◆ **DOCUMENT TEXT**:
== Segment start ==
Books of Interest
Website: chetyarbrough.blog
THE SILENT PATIENT
Author: Alex Michaelides
Narration by: Jack Hawkins & 1 more

Alex Michaelides (Author, British-Cypriot writer, won the Goodreads Choice Award for “The Silent Patient”, studied psychotherapy, and worked at a mental health clinic.)
Michaelides wrote a clever mystery about a 33-year-old wife named Alicia Berenson who is accused, convicted, and committed to an asylum for shooting her husband in the face with his own rifle. Alicia becomes “The Silent Patient”. She is arrested by the police with blood on her clothes in a non-speaking catatonic state. A psychotherapist, Theo Faber, is hired by the asylum and becomes interested in Alicia’s silence. On the one hand, it reminds him of his troubled childhood and a reaction to his wife’s infidelity in his own life. On the other, there is an undisclosed reason for his interest in Berenson’s silence and her judicial’ commitment to an asylum. “The Silent Patient” implies infidelity is in the nature of all human beings but that it can lead to violence and, in extraordinary circumstances, murder.
== Segment end ==
◆ **EXERCISE 1**:
Please rewrite the book review between "Books of Interest" and "mental health clinic.)", inclusive, replacing "mental health clinic" with "psychiatric hospital".
◆ **EXERCISE 2**:
Carry on the book review from its final sentence.

◆ **DATA RECORDS**:
== Segment start ==
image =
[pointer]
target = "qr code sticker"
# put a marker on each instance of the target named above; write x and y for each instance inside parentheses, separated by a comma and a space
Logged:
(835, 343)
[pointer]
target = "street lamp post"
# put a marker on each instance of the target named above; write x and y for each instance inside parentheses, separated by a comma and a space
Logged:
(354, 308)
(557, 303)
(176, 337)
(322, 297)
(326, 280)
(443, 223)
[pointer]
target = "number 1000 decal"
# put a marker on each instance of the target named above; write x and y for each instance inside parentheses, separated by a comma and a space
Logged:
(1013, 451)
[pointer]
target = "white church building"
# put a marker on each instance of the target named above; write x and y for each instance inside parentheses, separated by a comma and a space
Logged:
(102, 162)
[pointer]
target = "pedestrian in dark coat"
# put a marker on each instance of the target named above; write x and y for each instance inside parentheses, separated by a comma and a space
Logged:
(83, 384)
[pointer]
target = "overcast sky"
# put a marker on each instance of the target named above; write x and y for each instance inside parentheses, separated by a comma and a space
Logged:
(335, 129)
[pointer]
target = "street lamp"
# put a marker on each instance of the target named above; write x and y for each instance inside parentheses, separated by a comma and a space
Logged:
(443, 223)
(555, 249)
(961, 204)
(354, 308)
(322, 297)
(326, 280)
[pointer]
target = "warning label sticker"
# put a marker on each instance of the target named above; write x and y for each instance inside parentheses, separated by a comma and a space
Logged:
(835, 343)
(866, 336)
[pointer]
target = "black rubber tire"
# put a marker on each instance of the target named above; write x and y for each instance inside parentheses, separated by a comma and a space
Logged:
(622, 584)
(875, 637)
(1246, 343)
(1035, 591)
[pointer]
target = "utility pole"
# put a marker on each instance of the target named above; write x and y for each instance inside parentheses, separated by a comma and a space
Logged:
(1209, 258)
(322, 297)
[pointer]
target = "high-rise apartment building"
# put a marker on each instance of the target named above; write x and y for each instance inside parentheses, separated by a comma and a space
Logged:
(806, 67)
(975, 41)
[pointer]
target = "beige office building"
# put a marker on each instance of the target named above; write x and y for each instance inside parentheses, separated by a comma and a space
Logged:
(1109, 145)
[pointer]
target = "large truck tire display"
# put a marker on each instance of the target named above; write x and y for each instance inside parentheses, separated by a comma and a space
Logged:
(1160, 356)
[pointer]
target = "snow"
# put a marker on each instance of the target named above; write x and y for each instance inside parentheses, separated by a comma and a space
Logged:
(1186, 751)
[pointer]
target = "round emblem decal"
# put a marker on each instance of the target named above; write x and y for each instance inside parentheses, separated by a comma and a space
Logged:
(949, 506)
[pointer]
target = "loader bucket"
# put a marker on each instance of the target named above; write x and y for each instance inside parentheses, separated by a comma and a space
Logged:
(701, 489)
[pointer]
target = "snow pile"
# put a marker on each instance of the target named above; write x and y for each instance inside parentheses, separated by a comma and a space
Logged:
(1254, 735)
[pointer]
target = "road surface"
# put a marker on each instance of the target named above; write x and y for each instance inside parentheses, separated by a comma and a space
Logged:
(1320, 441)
== Segment end ==
◆ **RESPONSE AREA 1**:
Books of Interest
Website: chetyarbrough.blog
THE SILENT PATIENT
Author: Alex Michaelides
Narration by: Jack Hawkins & 1 more

Alex Michaelides (Author, British-Cypriot writer, won the Goodreads Choice Award for “The Silent Patient”, studied psychotherapy, and worked at a psychiatric hospital.)

◆ **RESPONSE AREA 2**:
Michaelides infers infidelity is an inherent quality of all human beings.

Maybe infidelity is because of human nature’s intent to preserve itself but the consequences of, when experienced personally, can lead to mayhem. The primary characters of “The Silent Patient” are Alicia Berenson, a 33-year-old painter accused of murdering her husband–Theo Faber, a psychotherapist who tells the story of Alicia’s life–and Alicia’s husband who appears to love his wife but chooses to have a passionate extramarital affair. In the course of Theo’s story, he writes about infidelity of his own wife and his response to her betrayal.

Who shot Alicia’s husband?
The principle mysteries are revealed at the end of Michaelides’ book. Who murdered Alicia’s husband and how infidelity affects humanity are primary subjects of “The Silent Patient”. The cleverness of the story is in its twists and turns and the truth it reveals about human nature. We grow up to be adults from parents who create us while instilling all the contradictions of life that no child, who becomes an adult, escapes. Every human being and all societies are flawed. Societies and individuals pass on both the good and bad qualities of life to their children.
Coming to grips with infidelity is different for every child grown to adulthood.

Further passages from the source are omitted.